== STATED GOAL ==
Reproduce the data below word for word, leaving out the pictures.

== SUPPLIED DATA ==
%%

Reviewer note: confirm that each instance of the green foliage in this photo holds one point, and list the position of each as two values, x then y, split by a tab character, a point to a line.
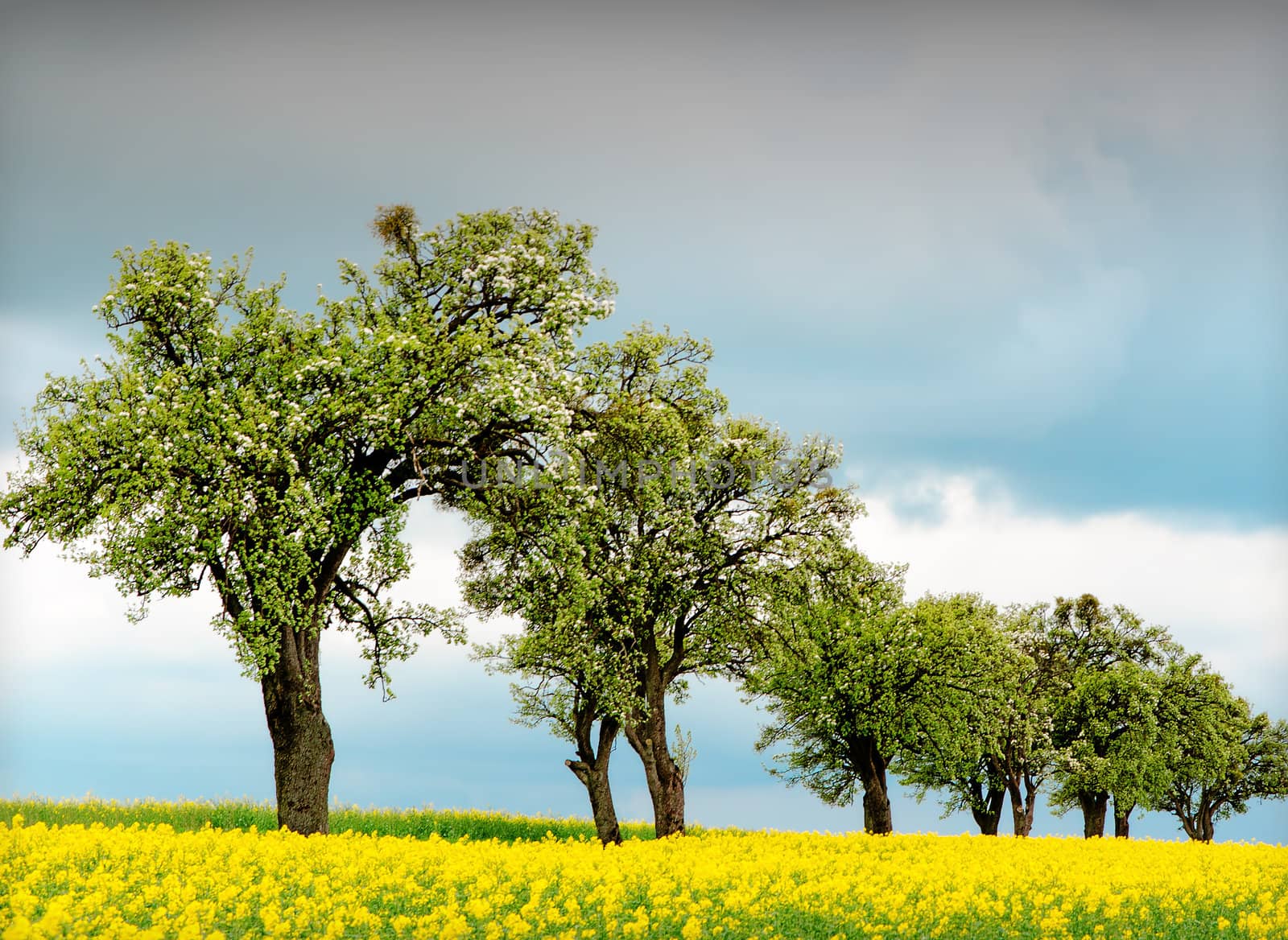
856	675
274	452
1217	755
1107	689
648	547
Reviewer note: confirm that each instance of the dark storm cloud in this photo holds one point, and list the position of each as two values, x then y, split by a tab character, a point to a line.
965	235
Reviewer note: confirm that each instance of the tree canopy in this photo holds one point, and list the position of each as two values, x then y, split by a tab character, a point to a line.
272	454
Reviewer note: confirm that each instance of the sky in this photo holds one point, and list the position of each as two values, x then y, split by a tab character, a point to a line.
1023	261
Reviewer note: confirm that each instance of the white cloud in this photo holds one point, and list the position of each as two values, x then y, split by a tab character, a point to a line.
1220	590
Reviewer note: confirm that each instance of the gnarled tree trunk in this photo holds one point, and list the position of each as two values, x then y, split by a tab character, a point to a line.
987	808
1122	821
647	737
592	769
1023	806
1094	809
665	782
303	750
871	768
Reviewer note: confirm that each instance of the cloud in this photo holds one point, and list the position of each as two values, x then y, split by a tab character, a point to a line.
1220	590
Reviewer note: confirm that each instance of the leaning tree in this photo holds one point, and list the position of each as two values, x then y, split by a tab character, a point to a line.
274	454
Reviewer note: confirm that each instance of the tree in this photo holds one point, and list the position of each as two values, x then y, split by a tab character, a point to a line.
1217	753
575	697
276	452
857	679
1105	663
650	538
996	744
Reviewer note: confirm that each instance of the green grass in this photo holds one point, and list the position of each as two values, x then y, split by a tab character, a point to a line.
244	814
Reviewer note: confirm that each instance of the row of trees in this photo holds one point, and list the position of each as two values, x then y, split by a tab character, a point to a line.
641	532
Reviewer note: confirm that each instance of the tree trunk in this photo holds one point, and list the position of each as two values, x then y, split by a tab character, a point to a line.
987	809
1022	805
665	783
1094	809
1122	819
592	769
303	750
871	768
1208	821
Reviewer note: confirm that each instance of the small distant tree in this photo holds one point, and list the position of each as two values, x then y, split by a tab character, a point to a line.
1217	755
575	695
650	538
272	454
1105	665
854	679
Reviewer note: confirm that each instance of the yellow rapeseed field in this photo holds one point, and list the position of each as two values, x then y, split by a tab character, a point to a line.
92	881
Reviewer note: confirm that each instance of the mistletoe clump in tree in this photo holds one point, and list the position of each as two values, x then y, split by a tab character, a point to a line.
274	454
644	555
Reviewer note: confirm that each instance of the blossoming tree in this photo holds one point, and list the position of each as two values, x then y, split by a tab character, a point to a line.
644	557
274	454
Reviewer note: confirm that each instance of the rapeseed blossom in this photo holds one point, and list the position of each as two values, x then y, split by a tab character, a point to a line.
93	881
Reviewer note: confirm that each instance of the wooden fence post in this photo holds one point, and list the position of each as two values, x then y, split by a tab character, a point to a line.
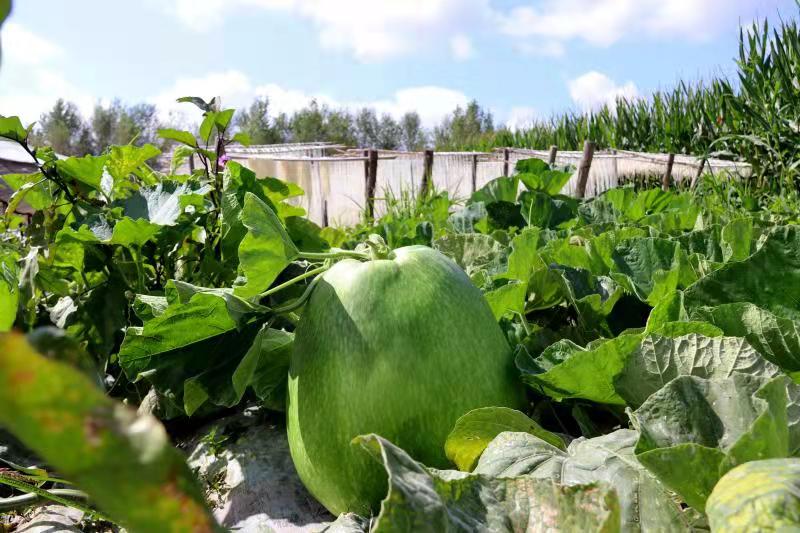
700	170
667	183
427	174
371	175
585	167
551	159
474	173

%%

== FINISHED EXERCISE ==
Reviewer note: confirm that each instance of the green foliage in this photo holds one point, and list the position of each as two values, x then y, split by a tab character, a point to a line.
856	675
274	452
1217	755
1107	689
648	547
Reviewer note: confirm that each instance of the dark storm cloud in this photo holds one point, and list the position of each as two values, x then y, split by a tab character, a point to a line.
965	235
Reviewer note: confirm that each instance of the tree canopy in this photo holds one point, and list the position of each as two values, x then y, split by a tab character, a point to a line.
272	454
Reviewer note: confirm that each instance of the sky in this photo holds one point, and list the position of each as two values, x then y, split by a tab character, a point to a line.
1023	261
Reviewer note: confirm that each instance of the white cloud in this photo holds one point, and list the position of each as two values, x then y, split by a tab character, a point to a line.
1220	590
Reviewer note: confirm that each instance of the gnarled tree trunk in this photo holds one point, and list the position of each as two values, x then y, split by a tab character, a point to a line.
987	808
1122	821
647	737
592	769
1023	806
1094	809
665	782
303	750
871	768
Reviewer note: confirm that each instance of the cloud in this photo holds one point, and list the position of each as two values, x then y, split by a tab character, a point to a line.
1220	590
Reviewer note: confirm that each instance of the leaning tree in this photo holds one point, and list the position of each as two values, x then y, split by a tab character, a point to a line.
274	454
Reviewer note: confirm that each instance of the tree in this photo holds one point, and list the position of each as two values, x then y, split by a tab character, a point to a line.
1217	753
575	697
276	452
857	679
1105	663
650	538
996	744
Reviewer note: confirm that each instance of the green grass in this photo holds one point, and list the position of each as two values, x then y, split by a tab character, a point to a line.
244	814
Reviewer note: confirm that each instance of the row of trees in this photo holds one point, and list the position of each as two values, x then y, split by a tab character, a point to a line.
641	532
Reviewer note: confirm that each instance of the tree trunk in this photo holds one point, and list the position of each as two values, x then y, split by a tab character, a point to a line.
987	809
1022	805
665	783
1094	809
1122	819
592	769
303	750
871	768
1208	821
Reviewer note: confirm that each instance of the small distant tree in this photo holds one point, and list the position of each as two values, x then y, split by a tab character, a point to a line.
1217	755
575	695
650	538
272	454
1105	665
854	679
Reviewer note: confirm that each instance of the yellow rapeseed field in this photo holds one point, and list the position of each as two values, x then y, split by a tab character, a point to a line.
92	881
Reviewer note: confirm that each instance of the mistletoe clump in tree in this photo holds one point, and list the position of each as two values, x then y, split by a tab character, a point to a line.
274	454
644	555
Reviewer note: confirm that each instance of the blossoming tree in this photo holds one point, and list the position of each as two values, x then y, split by a tab character, a point to a line.
644	557
274	454
Reviewer note: confirm that each instance of the rapeseed blossom in this photo holds one point, and list the position of each as two values, x then y, split by a tab character, a point to a line.
93	881
Reviewer note: confirm that each instance of the wooden fence post in this photo holds one point, and list the position of each as two values, x then y, split by a tab character, a point to a line.
700	170
667	183
427	174
371	175
585	167
551	159
474	173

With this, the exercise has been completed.